### Written problem 1
In the passage on engine oil degradation, which three causes of oil degradation are named?
### Written problem 2
Extend the passage on engine oil degradation and dielectric constant past its final sentence.

### Selected extract
To better understand the underlying effects of an internal combustion engine on lubricating oil, it is important to discuss how oils break down over time within an engine. Oil degradation is caused by heat, mechanical wear and contamination by combustion byproducts. Heat and contamination by combustion byproducts typically contribute to chemical degradation of the oil while mechanical wear typically contributes to physical compromise. Regardless of the type of breakdown, the result is the same: The oil loses its ability to perform its intended functions, and the engine is more likely to suffer from decreased reliability and longevity.

Oil breakdown manifests itself in the following ways:

  • Depletion of oil additives (i.e., antioxidants, antifoam, detergents).

  • Reaction of atmospheric nitrogen with oil base stock (nitration).

  • Reaction of oxygen with oil base stock (oxidation).

  • Precipitation of inorganic solids (ash formation).

  • Sludge/varnish formation (accompanied by viscosity increase).


The following hypothesis was developed with the goal of relating oil degradation back to dielectric constant:

Since the byproducts of chemical breakdown in the oil are polar, continued oil degradation will result in an increased polar species, meaning that over time the oil would become more polar.

Once a clear hypothesis was developed linking the E1202 dielectric constant measurements to aspects of oil degradation, evidence would have to be gathered to support (or disprove) the hypothesis. Ideally, datasets supporting this theory should be able to indicate a marked change in oil parameters driven by a controllable event to remove a maximum number of confounding elements and assist in identifying solid cause-and-effect relationships between oil degradation and dielectric constant measurements.

The solution identified to provide the necessary datasets for the evaluation of this theory was to observe the oil properties both before and after oil changes that were conducted on the compressor package. At the request of the vendor, an oil change was performed at the end of January 2017, four weeks into the pilot project. This first oil change was intended to bring the oil properties of E1202 back to a known starting point so that the cause of the dielectric constant “danger” alarm could be pinpointed.

It was assumed that an oil change could be approximated as a total oil changeout, effectively replacing all used oil with new oil, which would be expected to correspond very closely to the values reported by the compressor, C1202. As a result, the data analysis team could evaluate the effects of replacing the oil within E1202 with “new” oil, allowing for a before-and-after comparison.

Figure 5. Oil change performance.

Oil changes

The first oil change produced results that initially con- founded the data analysis team. Despite the oil change, the oil monitoring unit installed on E1202 provided oil parameters that did not reflect the measurements reported by C1202. The real-time dielectric constant remained elevated above the “warning” limit and real-time viscosity measurements also reflected higher viscosities than the expected C1202 values (Figure 5).

Initially, these results appeared to disprove the theory that oil degradation is linked to the dielectric constant measurements. However, an intriguing trend began to emerge. None of the oil properties decreased to expected levels after the first oil change. The changes in oil properties were calculated from averaging the analysis results from the three samples before and after the first and second oil changes. The change in properties in Figure 5 is displayed as both a numerical difference and a percentage difference, so that a 100% drop would mean that the oil properties had changed to represent those of “clean/new” oil. The small difference in oil properties after the first oil change indicated that the oil monitor measurements agreed with the lab, providing justification for the sensor data and indicating the oil change was somehow unable to refresh the oil within E1202.

### Recorded data
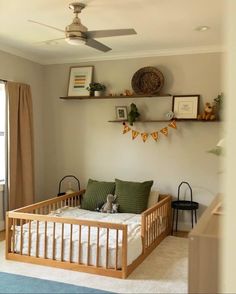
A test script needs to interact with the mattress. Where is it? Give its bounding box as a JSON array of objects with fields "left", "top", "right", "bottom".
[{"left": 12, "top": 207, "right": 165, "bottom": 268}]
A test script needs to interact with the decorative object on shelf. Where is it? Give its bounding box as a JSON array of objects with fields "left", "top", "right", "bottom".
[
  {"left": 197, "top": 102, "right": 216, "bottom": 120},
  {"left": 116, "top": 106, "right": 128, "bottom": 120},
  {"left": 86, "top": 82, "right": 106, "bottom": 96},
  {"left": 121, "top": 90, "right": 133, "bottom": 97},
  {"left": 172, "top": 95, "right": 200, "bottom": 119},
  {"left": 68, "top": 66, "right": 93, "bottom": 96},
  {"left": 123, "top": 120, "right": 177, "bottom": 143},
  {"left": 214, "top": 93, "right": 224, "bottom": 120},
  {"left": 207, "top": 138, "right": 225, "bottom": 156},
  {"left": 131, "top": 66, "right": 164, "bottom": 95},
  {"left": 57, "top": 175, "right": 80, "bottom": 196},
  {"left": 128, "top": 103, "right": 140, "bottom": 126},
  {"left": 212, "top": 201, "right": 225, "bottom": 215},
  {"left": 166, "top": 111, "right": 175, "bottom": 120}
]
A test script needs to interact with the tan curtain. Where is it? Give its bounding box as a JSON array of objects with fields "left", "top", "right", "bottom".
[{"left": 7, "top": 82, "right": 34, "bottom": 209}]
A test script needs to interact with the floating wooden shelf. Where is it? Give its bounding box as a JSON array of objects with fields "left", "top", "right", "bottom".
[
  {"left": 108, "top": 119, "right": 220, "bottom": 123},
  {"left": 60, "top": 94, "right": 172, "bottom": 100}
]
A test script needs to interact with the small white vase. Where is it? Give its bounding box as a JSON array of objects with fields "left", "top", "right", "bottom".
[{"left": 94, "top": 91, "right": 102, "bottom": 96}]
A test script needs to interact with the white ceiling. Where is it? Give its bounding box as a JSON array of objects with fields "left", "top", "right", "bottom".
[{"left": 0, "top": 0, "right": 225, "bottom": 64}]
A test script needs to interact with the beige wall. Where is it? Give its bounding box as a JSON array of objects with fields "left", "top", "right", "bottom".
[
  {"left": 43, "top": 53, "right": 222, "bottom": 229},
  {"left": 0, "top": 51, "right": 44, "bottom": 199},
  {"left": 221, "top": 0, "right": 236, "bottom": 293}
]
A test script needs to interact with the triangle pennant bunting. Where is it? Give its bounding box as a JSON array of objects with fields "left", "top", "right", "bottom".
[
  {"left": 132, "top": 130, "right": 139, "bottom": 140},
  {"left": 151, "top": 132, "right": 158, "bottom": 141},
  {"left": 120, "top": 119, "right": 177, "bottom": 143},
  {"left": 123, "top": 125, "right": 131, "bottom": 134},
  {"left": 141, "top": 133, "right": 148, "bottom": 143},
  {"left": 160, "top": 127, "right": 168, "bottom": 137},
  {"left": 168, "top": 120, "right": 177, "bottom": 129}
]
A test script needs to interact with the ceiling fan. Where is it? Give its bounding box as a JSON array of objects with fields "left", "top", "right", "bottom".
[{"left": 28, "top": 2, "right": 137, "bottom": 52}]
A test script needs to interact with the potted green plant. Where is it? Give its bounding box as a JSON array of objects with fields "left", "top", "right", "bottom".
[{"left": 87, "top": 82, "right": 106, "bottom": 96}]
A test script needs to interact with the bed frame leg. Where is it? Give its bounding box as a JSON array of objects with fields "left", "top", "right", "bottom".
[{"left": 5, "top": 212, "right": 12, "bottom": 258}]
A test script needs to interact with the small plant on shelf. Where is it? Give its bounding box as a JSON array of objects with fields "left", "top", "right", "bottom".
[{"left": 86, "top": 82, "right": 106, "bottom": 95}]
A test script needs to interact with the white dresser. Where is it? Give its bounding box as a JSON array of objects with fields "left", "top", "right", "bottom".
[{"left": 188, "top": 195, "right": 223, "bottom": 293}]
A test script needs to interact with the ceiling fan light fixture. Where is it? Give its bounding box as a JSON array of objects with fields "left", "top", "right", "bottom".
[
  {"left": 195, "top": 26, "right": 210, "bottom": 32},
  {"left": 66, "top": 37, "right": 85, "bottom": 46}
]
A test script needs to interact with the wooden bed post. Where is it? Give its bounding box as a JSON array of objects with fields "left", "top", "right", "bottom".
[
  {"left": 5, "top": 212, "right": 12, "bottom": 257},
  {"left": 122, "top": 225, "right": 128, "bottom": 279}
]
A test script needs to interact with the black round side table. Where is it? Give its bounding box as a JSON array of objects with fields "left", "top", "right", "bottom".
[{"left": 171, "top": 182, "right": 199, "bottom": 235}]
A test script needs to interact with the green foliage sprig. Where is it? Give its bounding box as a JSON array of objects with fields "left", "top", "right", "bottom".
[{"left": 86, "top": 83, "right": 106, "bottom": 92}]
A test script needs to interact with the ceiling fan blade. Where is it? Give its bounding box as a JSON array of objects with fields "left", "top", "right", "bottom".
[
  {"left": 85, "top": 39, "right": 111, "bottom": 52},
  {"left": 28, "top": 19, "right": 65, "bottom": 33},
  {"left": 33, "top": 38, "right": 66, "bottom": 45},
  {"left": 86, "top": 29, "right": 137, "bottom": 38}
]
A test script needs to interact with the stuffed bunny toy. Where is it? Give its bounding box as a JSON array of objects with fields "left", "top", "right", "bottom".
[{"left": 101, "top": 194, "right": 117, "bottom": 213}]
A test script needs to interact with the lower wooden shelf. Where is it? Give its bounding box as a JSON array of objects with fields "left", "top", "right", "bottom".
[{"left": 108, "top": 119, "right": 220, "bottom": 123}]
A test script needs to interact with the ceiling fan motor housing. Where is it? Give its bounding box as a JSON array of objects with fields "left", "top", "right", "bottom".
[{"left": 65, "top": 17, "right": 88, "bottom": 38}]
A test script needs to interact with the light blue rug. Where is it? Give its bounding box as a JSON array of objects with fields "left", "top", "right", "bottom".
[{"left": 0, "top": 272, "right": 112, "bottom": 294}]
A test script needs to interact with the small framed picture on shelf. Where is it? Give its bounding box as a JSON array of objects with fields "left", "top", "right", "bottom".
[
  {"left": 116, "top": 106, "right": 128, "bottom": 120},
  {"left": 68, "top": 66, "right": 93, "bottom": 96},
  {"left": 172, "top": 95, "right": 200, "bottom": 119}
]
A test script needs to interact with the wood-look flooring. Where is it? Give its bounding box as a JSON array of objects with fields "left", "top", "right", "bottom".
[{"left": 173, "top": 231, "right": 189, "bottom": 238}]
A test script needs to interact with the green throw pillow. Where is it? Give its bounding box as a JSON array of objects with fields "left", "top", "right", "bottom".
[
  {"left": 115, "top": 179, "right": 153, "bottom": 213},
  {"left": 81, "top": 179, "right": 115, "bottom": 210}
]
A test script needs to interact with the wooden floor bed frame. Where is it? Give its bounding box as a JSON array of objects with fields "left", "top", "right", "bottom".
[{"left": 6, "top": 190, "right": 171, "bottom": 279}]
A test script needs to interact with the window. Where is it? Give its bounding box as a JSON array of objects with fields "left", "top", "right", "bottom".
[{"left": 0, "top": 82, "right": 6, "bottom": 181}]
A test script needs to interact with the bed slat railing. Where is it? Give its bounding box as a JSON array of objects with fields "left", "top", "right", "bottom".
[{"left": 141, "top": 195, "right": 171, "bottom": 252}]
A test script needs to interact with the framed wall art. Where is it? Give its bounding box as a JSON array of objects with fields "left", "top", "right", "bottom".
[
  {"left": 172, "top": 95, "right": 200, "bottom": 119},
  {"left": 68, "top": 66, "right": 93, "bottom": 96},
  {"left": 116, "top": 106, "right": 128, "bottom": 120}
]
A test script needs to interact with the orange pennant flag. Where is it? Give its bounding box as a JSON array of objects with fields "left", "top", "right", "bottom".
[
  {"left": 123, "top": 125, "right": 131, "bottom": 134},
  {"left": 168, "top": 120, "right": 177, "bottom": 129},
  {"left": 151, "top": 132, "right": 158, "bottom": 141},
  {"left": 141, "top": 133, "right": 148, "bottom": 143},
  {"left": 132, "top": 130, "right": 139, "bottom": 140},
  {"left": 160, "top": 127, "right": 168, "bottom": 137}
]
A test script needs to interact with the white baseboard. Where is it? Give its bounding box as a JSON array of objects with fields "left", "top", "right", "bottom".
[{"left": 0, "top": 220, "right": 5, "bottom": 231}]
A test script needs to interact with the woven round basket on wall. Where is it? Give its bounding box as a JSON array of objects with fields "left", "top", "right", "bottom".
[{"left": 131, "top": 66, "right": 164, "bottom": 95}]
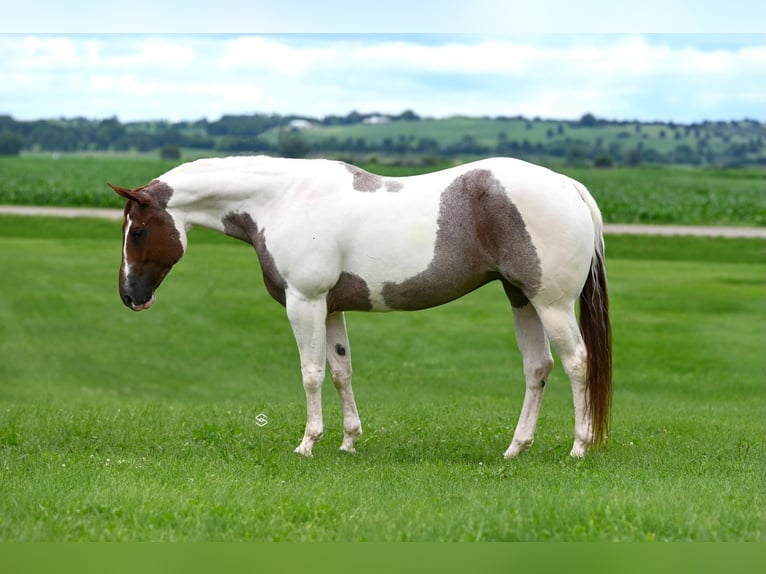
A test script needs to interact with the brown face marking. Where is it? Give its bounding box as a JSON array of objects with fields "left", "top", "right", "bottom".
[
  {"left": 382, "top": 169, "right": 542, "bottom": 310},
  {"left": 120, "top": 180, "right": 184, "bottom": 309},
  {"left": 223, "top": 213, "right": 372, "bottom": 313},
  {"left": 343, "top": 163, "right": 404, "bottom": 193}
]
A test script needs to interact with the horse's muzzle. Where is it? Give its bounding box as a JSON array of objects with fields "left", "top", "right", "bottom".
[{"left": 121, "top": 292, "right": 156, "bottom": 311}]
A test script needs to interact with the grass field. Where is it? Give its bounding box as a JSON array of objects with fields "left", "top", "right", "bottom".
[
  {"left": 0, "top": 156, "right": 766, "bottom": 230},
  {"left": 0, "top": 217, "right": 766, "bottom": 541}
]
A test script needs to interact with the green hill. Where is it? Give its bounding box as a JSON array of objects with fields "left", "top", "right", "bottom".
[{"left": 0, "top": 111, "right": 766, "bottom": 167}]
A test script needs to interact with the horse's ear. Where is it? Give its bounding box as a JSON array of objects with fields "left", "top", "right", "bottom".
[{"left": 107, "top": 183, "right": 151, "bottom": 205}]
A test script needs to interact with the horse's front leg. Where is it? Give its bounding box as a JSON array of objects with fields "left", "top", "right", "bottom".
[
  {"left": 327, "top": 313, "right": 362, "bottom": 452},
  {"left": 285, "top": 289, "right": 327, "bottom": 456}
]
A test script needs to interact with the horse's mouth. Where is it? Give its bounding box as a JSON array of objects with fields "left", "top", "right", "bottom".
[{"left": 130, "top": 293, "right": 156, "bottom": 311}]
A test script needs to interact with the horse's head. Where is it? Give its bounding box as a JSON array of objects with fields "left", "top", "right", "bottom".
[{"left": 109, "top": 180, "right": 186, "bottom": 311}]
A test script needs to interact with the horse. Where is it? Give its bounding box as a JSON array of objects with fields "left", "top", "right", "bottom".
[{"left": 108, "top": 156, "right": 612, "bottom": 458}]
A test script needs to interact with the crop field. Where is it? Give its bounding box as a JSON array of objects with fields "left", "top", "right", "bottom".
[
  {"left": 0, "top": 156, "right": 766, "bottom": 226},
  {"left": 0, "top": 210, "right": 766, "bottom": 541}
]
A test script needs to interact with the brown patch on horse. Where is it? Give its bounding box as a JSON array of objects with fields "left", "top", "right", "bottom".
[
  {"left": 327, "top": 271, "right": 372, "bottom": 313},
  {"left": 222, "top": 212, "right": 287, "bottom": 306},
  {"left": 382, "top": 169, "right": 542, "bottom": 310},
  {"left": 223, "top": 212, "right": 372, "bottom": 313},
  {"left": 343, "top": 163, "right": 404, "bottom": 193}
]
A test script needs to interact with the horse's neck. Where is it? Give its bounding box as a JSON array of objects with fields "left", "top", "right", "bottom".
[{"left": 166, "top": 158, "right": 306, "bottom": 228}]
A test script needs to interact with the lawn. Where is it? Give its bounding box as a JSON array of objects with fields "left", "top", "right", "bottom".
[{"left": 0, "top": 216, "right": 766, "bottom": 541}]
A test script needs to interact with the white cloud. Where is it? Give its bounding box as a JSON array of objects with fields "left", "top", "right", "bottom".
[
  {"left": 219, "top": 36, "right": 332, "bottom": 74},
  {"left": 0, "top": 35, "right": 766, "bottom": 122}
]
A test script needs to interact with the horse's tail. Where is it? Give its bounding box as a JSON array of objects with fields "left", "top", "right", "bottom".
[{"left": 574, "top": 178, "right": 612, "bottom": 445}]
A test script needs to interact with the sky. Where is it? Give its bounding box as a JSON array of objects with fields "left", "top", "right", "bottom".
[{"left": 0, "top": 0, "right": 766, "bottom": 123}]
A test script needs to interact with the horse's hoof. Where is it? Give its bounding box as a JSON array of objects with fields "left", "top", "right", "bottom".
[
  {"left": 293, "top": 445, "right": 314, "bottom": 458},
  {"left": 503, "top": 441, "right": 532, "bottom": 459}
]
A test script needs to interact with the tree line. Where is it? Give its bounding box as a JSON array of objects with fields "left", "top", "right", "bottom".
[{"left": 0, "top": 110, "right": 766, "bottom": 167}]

### Expected answer 1
Heat, mechanical wear, and contamination by combustion byproducts.

### Expected answer 2
The simplest explanation for the poor performance of the first oil change was that the oil was not completely changed, in fact a substantial amount of residual oil must have been left in the engine, given the small improvement in wear metal concentration and chemical properties. The customer was approached for a review of their oil change practices to identify the cause of the residual oil, but the customer was adamant that it had completely and thoroughly drained the engine oil.

While convenient, an incomplete oil changeout was not a satisfactory explanation for the chemical properties of the oil, most notably oxidation, nitration, TAN and TBN. These values failed to decrease as much compared to physical contaminants while oxidation even increased. It became clear that further investigation was required into the effects of chemical degradation on the oil.

Nitration occurs when engine oil becomes contaminated with nitrogen oxide compounds, usually introduced into the engine via the combustion process, exhaust gasses, etc. Nitration represents a form of oil breakdown and can be exacerbated by conditions such as poorly functioning piston rings, fuel-air mixture problems and improper crankcase ventilation. Nitration is typically most significant in cases of low-speed, four-stroke engines, whereas two-stroke and high-speed, four-stroke engines are less sensitive. According to ALS Tribology, “an excessive level of nitration in a natural gas engine or compressor application is typically accompanied by an increase in acid number and viscosity.” Such trends in TAN and viscosity were readily visible in the datasets provided by the analysis lab and the oil monitoring system, further supporting the theory that dielectric constant was indicating oil degradation.

Figure 6. Dielectric constant versus wear metals.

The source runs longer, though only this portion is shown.